(Enunciado): Retome o texto sobre o cristianismo "terrível" e escreva a continuação a partir da última frase apresentada.

(Texto de origem):
%%

Há governantes que gostam de impor seu
poder pelo medo
‘The Creation of the Heavens’, 1508-12 (detail) -^- Michelangelo Buonarroti, Capela Sistina, Vaticano, Roma-IT |
No começo deste ano, ao
assumir a pasta da Mulher, da Família e dos Direitos Humanos, Damares Alves
declarou que o Estado podia ser laico, mas ela era ‘terrivelmente cristã’.
Jair Bolsonaro gostou da
expressão e, em julho, durante um culto evangélico, disse que ele pretendia
nomear, para o Supremo Tribunal Federal , um juiz ‘terrivelmente evangélico’.
Há governantes que gostam de
impor seu poder pelo medo. Mas será que há cristãos que querem mesmo ser
medonhos?
Muitos cristãos sentirão
repulsa diante da ideia de afirmar a sua fé pelo medo que poderiam incutir nos
outros. Entendo, mas o cristianismo ‘terrível’ não é uma invenção de Damares e
Bolsonaro.
Os cristãos, os judeus e os
islamitas são exclusivistas, ou seja, adotam o Antigo Testamento, no qual Deus
proclama: não terás outros deuses além de mim.
Agora, o judaísmo não se
tornou missionário por isso. A ideia é: meu Deus é o único verdadeiro, os
outros podem acreditar no que quiserem —eventualmente, veremos no fim quem
tinha razão.
O cristianismo, ao contrário,
tornou-se imediatamente missionário, como se a ideia de que só nosso Deus é o
verdadeiro acarretasse o dever moral de convertermos a todos os que veneravam
outros deuses. O Islã tomou um caminho parecido, com a consequência que as duas
religiões parecem estar em guerra até hoje.
Duas observações:
1. É sempre sábio desconfiar dos que
querem nosso bem —quer estejam vestidos de cruzados, de comunistas ou de
pastores.

%%

(Material fornecido):
%%

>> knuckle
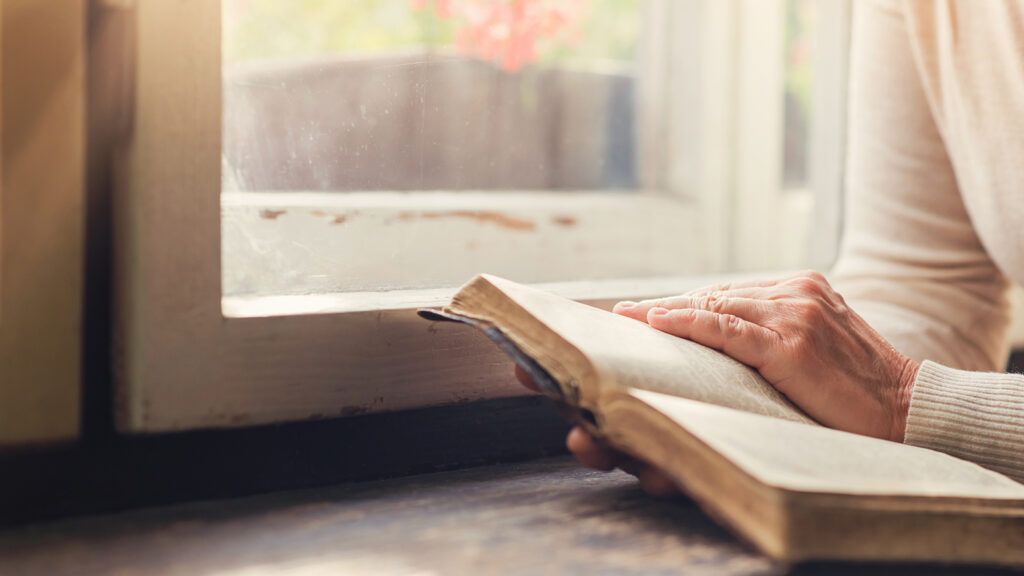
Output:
[796,299,824,326]
[702,292,729,314]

%%

(Resposta):
2. O caso dos judeus mostra que a
crença que nosso Deus seja o único verdadeiro, não nos dá necessariamente o
dever e o direito de convertermos o mundo a ferro e fogo.
O cristianismo atribuiu a si
uma vocação missionária universal ao lutar para se tornar religião oficial do
Império Romano. Mas essa circunstância não explica por qual razão interna (e
não só de expansão pelo mundo) os cristãos se tornaram logo ‘terríveis’. Por
que precisaram que todos os outros adotassem as suas crenças e as suas regras
de comportamento?
Talvez haja, nos anseios
missionários, uma vontade de fazer o bem. É possível. Mas os anseios
missionários, sobretudo quando se tornam impositivos e violentos, mal escondem
a boçalidade. O que é a boçalidade? Nenhum cristão consegue controlar seus
desejos “pecaminosos” e as dúvidas de sua fé.
Quanto mais os desejos e as
dúvidas o pressionam, tanto mais ele se torna boçal, ou seja, tenta reprimir
nos outros tudo o que ele não consegue reprimir nele mesmo.
A boçalidade cristã tem uma
longa história, que, aliás, deveria ser contada nas salas de aula (isso, se as
aulas não fossem lugares de doutrinação cristã e boçal, justamente). Durante o
primeiro milênio, a boçalidade se encarregou de exterminar e apagar um outro
cristianismo, menos ou nada boçal, que poderia ainda ser o nosso (para começar,
veja M. Onfray, ‘O Cristianismo Hedonista’, ed. Martins Fontes).
No mesmo período, a
boçalidade também destruiu a cultura clássica greco-romana (veja C. Nixey, ‘A
Chegada das Trevas - Como os Cristãos Destruíram o Mundo Clássico’, ed.
Desassossego).
E a boçalidade vingou quando,
na Renascença, a razão começou a semear dúvidas. Será que a terra é plana ou
redonda? Será que está mesmo ao centro do universo? Os boçais foram deveras ‘terríveis’:
‘Para afastar as
dúvidas que surgiam neles mesmos, eles se puseram a queimar bruxas e hereges’.
A ministra Damares se
preocupou recentemente com a possibilidade de que uma feminista se masturbasse
com um crucifixo.
Há 400 anos, numa praça de
Toulouse, um jovem filósofo, Giulio Cesare Vanini, foi executado por pensar que
há leis da natureza e que talvez haja evolução das espécies. Antes de ser
estrangulado e queimado (e que suas cinzas fossem no fim dispersadas), o algoz
lhe cortou a língua, culpada por falar demais.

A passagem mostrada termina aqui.